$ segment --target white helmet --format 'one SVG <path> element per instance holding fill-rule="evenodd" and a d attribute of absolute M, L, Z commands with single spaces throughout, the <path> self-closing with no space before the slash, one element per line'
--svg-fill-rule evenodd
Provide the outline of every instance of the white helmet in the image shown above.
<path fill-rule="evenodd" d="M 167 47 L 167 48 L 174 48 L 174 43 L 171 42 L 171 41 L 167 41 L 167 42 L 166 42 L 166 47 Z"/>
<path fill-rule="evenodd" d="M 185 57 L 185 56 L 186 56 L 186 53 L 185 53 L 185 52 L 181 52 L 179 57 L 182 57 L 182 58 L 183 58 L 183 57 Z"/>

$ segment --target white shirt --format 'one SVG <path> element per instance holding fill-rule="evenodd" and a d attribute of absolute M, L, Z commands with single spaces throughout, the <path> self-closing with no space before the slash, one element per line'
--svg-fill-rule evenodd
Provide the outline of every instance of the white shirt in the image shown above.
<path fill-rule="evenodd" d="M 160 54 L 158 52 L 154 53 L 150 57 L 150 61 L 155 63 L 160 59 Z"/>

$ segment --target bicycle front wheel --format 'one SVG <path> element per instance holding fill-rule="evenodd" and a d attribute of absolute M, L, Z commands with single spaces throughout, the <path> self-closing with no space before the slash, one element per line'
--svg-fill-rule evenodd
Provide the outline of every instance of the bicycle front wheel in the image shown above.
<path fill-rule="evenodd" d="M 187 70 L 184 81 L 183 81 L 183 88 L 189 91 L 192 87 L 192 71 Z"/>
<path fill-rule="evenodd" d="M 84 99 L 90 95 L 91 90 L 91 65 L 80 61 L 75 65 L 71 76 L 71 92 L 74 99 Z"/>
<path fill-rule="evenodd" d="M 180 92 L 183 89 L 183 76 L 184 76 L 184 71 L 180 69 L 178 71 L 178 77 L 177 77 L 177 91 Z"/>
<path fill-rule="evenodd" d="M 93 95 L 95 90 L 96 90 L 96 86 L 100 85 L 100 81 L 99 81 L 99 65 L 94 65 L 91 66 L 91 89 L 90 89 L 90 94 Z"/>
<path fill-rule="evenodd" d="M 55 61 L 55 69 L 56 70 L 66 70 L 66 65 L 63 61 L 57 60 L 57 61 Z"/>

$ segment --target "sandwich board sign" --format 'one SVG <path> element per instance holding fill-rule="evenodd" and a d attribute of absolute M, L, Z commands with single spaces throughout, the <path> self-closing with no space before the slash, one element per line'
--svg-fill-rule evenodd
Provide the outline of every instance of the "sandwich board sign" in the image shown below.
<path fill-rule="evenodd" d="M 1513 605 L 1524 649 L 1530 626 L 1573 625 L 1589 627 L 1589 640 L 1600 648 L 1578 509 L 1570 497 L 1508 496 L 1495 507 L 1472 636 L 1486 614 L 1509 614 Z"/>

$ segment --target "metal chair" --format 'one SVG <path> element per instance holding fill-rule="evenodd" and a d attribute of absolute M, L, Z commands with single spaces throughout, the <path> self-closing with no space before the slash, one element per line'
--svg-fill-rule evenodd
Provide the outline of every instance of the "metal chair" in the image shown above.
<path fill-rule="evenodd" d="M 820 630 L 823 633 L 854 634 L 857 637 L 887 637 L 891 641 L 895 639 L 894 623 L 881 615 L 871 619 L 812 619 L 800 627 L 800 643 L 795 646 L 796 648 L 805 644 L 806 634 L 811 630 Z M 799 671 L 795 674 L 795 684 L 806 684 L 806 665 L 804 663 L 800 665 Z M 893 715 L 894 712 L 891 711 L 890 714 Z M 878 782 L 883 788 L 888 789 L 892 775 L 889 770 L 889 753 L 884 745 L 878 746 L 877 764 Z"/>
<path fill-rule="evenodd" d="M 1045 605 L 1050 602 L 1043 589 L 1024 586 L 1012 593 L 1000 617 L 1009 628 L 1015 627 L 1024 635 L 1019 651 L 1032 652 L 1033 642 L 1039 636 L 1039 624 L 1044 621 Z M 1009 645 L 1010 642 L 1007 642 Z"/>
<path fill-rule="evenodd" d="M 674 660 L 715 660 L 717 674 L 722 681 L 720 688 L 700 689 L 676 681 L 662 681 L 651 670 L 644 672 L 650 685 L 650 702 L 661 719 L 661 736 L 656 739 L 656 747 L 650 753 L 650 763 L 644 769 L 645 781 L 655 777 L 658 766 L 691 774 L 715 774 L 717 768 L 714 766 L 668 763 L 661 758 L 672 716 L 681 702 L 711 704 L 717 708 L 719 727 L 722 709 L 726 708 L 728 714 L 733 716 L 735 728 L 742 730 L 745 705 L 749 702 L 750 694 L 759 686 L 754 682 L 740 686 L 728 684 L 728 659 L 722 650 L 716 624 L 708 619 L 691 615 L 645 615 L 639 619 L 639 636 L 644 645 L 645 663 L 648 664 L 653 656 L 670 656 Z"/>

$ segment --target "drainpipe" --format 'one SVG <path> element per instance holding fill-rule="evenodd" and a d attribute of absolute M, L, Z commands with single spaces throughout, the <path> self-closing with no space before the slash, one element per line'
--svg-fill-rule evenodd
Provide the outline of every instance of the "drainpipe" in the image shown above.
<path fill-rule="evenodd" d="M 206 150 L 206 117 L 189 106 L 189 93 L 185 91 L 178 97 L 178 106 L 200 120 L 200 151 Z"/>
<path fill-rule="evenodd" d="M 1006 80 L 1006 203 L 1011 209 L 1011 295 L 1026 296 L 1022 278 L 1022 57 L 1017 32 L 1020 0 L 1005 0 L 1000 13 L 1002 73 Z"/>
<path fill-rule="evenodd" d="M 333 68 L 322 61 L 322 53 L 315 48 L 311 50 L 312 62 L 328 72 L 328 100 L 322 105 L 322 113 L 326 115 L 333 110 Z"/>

- - -

Required work: Copy out the whole listing exactly as written.

Solution for this exercise:
$ segment --target white helmet --format 'one SVG <path> element per instance holding fill-rule="evenodd" and a d attribute of absolute M, L, Z commands with single spaces throughout, the <path> self-closing with no space before the slash, one element per line'
--svg-fill-rule evenodd
Provide the outline of every instance of the white helmet in the image shown above.
<path fill-rule="evenodd" d="M 167 47 L 167 48 L 174 48 L 174 43 L 171 42 L 171 41 L 167 41 L 167 42 L 166 42 L 166 47 Z"/>
<path fill-rule="evenodd" d="M 185 57 L 185 56 L 186 56 L 186 53 L 185 53 L 185 52 L 181 52 L 179 57 L 182 57 L 182 58 L 183 58 L 183 57 Z"/>

$ segment --target white shirt --format 'one SVG <path> element per instance holding fill-rule="evenodd" and a d attribute of absolute M, L, Z commands with single spaces throughout, the <path> self-closing with no space before the slash, one element per line'
--svg-fill-rule evenodd
Provide the outline of every instance of the white shirt in the image shown above.
<path fill-rule="evenodd" d="M 160 54 L 158 52 L 154 53 L 150 57 L 150 61 L 155 63 L 160 59 Z"/>

$ segment --target bicycle front wheel --format 'one SVG <path> element per instance holding fill-rule="evenodd" and a d attribute of absolute M, L, Z commands with single spaces throughout, the <path> self-closing with no space before the slash, one element per line'
--svg-fill-rule evenodd
Provide the outline of every instance of the bicycle front wheel in the image shown above.
<path fill-rule="evenodd" d="M 187 70 L 184 81 L 183 81 L 183 88 L 189 91 L 192 87 L 192 71 Z"/>
<path fill-rule="evenodd" d="M 84 99 L 90 95 L 91 90 L 91 65 L 80 61 L 75 65 L 71 76 L 71 92 L 74 99 Z"/>
<path fill-rule="evenodd" d="M 180 92 L 183 89 L 183 76 L 184 76 L 184 71 L 180 69 L 178 71 L 178 77 L 177 77 L 177 91 Z"/>
<path fill-rule="evenodd" d="M 93 95 L 95 90 L 96 90 L 96 86 L 100 85 L 100 81 L 99 81 L 99 65 L 94 65 L 91 66 L 91 89 L 90 89 L 90 94 Z"/>
<path fill-rule="evenodd" d="M 55 61 L 55 69 L 56 70 L 66 70 L 66 65 L 63 61 L 57 60 L 57 61 Z"/>

$ segment --target "sandwich board sign" --format 'one SVG <path> element per instance holding fill-rule="evenodd" and a d attribute of absolute M, L, Z commands with single spaces throughout, the <path> self-closing with no space before the slash, one element per line'
--svg-fill-rule evenodd
Provide the outline of every instance of the "sandwich board sign" in the image shown below.
<path fill-rule="evenodd" d="M 1513 605 L 1524 649 L 1530 626 L 1573 625 L 1589 627 L 1589 640 L 1600 648 L 1578 509 L 1570 497 L 1508 496 L 1495 507 L 1472 636 L 1486 614 L 1509 614 Z"/>

$ segment --target "metal chair" --format 'one SVG <path> element per instance holding fill-rule="evenodd" and a d attribute of absolute M, L, Z commands with single spaces throughout, the <path> self-closing with no space before the slash, one element per line'
--svg-fill-rule evenodd
Provide the outline of every instance of the "metal chair" in the image shown above.
<path fill-rule="evenodd" d="M 820 630 L 823 633 L 854 634 L 857 637 L 887 637 L 891 641 L 895 639 L 894 623 L 881 615 L 871 619 L 812 619 L 800 627 L 800 643 L 795 646 L 796 648 L 805 644 L 806 634 L 811 630 Z M 799 671 L 795 674 L 795 684 L 806 684 L 806 665 L 804 663 L 800 665 Z M 893 715 L 894 712 L 891 711 L 890 714 Z M 878 782 L 883 788 L 888 789 L 892 775 L 889 770 L 889 753 L 884 745 L 878 746 L 877 764 Z"/>
<path fill-rule="evenodd" d="M 1045 605 L 1050 602 L 1043 589 L 1024 586 L 1012 593 L 1000 617 L 1009 628 L 1015 627 L 1024 635 L 1019 651 L 1032 652 L 1033 642 L 1039 636 L 1039 624 L 1044 621 Z M 1009 645 L 1010 642 L 1007 642 Z"/>
<path fill-rule="evenodd" d="M 674 660 L 715 660 L 717 674 L 722 681 L 720 688 L 700 689 L 676 681 L 662 681 L 651 670 L 644 672 L 650 685 L 650 702 L 661 719 L 661 736 L 656 739 L 656 747 L 650 753 L 650 763 L 644 769 L 645 781 L 655 777 L 658 766 L 691 774 L 715 774 L 717 768 L 714 766 L 668 763 L 661 758 L 672 716 L 681 702 L 711 704 L 717 708 L 719 727 L 722 709 L 726 708 L 728 714 L 733 716 L 735 728 L 742 730 L 745 705 L 749 702 L 750 694 L 759 686 L 754 682 L 740 686 L 728 684 L 728 659 L 722 650 L 716 624 L 708 619 L 691 615 L 645 615 L 639 619 L 639 636 L 644 645 L 645 663 L 648 664 L 653 656 L 670 656 Z"/>

$ segment --target "drainpipe" --format 'one SVG <path> element per instance holding fill-rule="evenodd" and a d attribute of absolute M, L, Z commands with single spaces throughout, the <path> self-closing with no space before the slash, one element per line'
--svg-fill-rule evenodd
Provide the outline of every instance of the "drainpipe" in the image shown above.
<path fill-rule="evenodd" d="M 206 150 L 206 117 L 189 106 L 189 93 L 185 91 L 178 97 L 178 106 L 200 120 L 200 151 Z"/>
<path fill-rule="evenodd" d="M 1006 80 L 1006 203 L 1011 209 L 1011 295 L 1026 296 L 1022 278 L 1022 57 L 1017 32 L 1020 0 L 1005 0 L 1000 13 L 1002 73 Z"/>
<path fill-rule="evenodd" d="M 333 68 L 322 61 L 322 53 L 315 48 L 311 50 L 312 62 L 328 72 L 328 100 L 322 105 L 322 113 L 326 115 L 333 110 Z"/>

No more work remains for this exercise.